• _Выполните задания_:
a. Сколько спектаклей было показано на Зальцбургском фестивале, согласно тексту о спектакле «Звуки тишины»?
b. Выпишите дословно фрагмент текста о спектакле «Звуки тишины»: начните с места, где стоят слова «Это означает, что», и остановитесь после слов «местах он экзотика.».

• _Страница_:
★ ★ ★ ★ ★ ★ ★

Твой спектакль «Звуки тишины»[15] немцы восприняли неоднозначно, потому что для них 68-й год – поворотный пункт истории, когда родилось поколение, протестовавшее против того, что когда-то делали их родители, и им было непонятно отсутствие в спектакле политики.

На Зальцбургском фестивале мы дали четыре спектакля, и нам сказали, что в театральном жанре это было главным событием фестиваля. У нас были проблемы с немецкими критиками, их озадачило, что мы вообще не касались политики. В этой постановке мы многого не касались. В ней нет ничего о проблемах сельского хозяйства, ничего нет о филателистах. В этом они правы. Для них 68-й год связан главным образом с политикой, была кровь, жертвы, Дучке. У них в тот период были всякие случаи насилия. А немецкие критики никогда не хотят выглядеть дураками, и им хотелось придраться к тому, что мы обошлись без политики. С публикой ни в одном немецком городе у нас никогда проблем не было. Когда мы играли спектакль в Западной Европе, я старался объяснить им контекст. Валентина Фреймане[16] мне рассказывала, что в советское время Комитет государственной безопасности гораздо больше раздражали не политические диссиденты, а те, кто плевать хотел на всю систему, кто игнорировал факт, что живет в Советском Союзе. Это были поэты, художники, актеры конца 60-х годов. Они из всего происходившего делали хэппенинги. Здесь революция 60-х осуществилась на эстетическом уровне. Юрис Звиргздыньш показал мне большую фотографию, на которой запечатлены тридцать человек в Старой Риге. Очень напоминает семейную фотографию. И Юрис мне говорит – вот это я, а все остальные в 70-е годы уехали из Латвии. В то время латыши, русские, евреи – все были вместе. Творческая молодежь была настолько интернациональной, насколько в Риге ей и полагается быть. Такого больше уже никогда не было. Еще в начале 90-х я должен был передать привет в Нью-Йорке тем, кто в те времена здесь во всем участвовал. В этом-то и заключается большое отличие от западных шестидесятых.

Это означает, что постановка – вещь неконвертируемая...

Я уже говорил, по-настоящему театр действует только там, где он создавался. В других местах он экзотика.

★ ★ ★ ★ ★ ★ ★

• _Исходные данные_:
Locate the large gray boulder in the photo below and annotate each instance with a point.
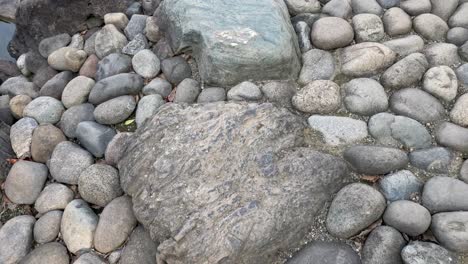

★ ★ ★ ★ ★ ★ ★

• _Ответы по заданиям_:
a. Четыре спектакля.

b.
Это означает, что постановка – вещь неконвертируемая...

Я уже говорил, по-настоящему театр действует только там, где он создавался. В других местах он экзотика.